--- Start ---
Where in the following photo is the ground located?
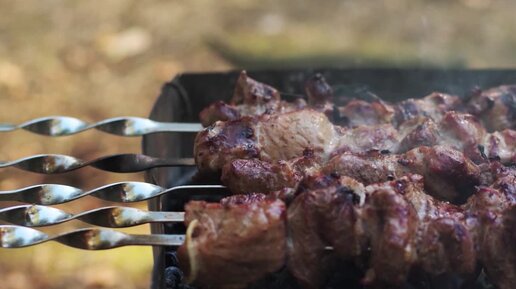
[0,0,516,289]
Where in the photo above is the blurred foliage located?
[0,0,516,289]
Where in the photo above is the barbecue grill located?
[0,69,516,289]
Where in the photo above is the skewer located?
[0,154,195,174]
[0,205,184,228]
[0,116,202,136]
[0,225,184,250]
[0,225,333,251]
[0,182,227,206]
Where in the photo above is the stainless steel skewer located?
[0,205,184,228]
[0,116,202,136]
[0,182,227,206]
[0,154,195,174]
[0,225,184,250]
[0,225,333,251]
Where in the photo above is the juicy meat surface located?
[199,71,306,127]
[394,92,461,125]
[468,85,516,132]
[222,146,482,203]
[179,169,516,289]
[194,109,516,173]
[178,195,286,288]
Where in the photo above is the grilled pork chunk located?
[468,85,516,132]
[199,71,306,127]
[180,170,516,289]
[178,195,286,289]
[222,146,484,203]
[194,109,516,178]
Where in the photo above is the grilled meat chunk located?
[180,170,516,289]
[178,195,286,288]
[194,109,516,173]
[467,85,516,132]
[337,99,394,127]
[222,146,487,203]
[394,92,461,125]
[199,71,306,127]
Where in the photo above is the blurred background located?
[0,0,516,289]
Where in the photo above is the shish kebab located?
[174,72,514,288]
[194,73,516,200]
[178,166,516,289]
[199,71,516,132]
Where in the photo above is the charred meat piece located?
--- End ---
--- Start ---
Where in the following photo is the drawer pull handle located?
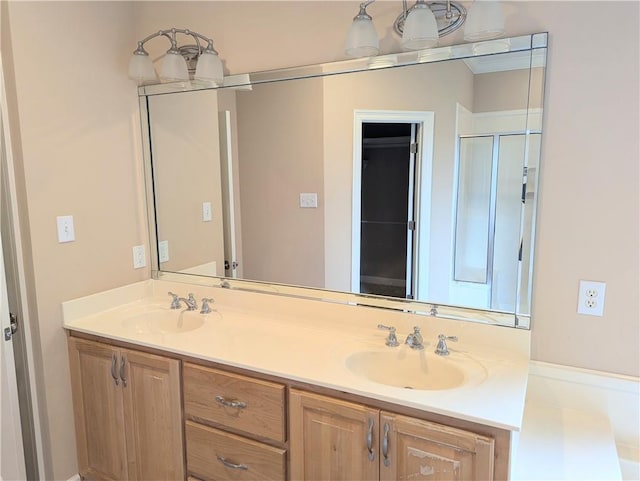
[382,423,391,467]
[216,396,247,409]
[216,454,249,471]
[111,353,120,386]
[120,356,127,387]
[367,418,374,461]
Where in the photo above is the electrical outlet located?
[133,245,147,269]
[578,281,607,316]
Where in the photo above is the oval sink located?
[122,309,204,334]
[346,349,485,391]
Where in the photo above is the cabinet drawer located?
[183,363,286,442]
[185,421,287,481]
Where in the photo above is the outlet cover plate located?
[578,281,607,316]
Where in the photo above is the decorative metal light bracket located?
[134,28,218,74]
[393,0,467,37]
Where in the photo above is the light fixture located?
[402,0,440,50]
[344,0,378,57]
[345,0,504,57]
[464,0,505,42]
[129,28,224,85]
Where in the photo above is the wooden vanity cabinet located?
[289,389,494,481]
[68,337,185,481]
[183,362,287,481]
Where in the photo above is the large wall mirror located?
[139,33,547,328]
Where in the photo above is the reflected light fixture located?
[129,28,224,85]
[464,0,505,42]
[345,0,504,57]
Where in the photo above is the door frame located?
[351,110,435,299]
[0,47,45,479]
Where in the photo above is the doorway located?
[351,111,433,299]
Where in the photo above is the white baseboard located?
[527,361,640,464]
--- End ---
> EXERCISE TASK: Lay out every line from the one containing "Where in the photo above is the cabinet" down to the one containing "[527,361,640,464]", both included, as a JSON list of strings with one string per line and any blank lines left out.

> WRITTEN ANSWER:
[
  "Where in the photo above is the cabinet drawer located?",
  "[183,363,286,442]",
  "[185,421,287,481]",
  "Where in the photo above is the outlet cover plate located?",
  "[578,281,607,316]",
  "Where in the photo above is the decorative metal light bracket located?",
  "[134,28,218,74]",
  "[393,0,467,37]",
  "Where in the photo above is the light fixture located?",
  "[402,0,440,50]",
  "[344,0,378,57]",
  "[345,0,504,57]",
  "[464,0,505,42]",
  "[129,28,224,85]",
  "Where in the photo above is the wooden vanity cabinet located?",
  "[289,389,494,481]",
  "[68,337,185,481]",
  "[183,362,287,481]",
  "Where in the photo above is the large wall mirror located?",
  "[139,33,547,328]",
  "Where in the photo above is the reflected light fixture located?",
  "[129,28,224,85]",
  "[464,0,505,42]",
  "[345,0,504,57]",
  "Where in the photo above is the door frame located?",
  "[351,110,435,299]",
  "[0,47,45,479]",
  "Where in the photo above is the doorway located?",
  "[351,111,433,299]",
  "Where in the photo above is the white baseboard located?",
  "[527,361,640,464]"
]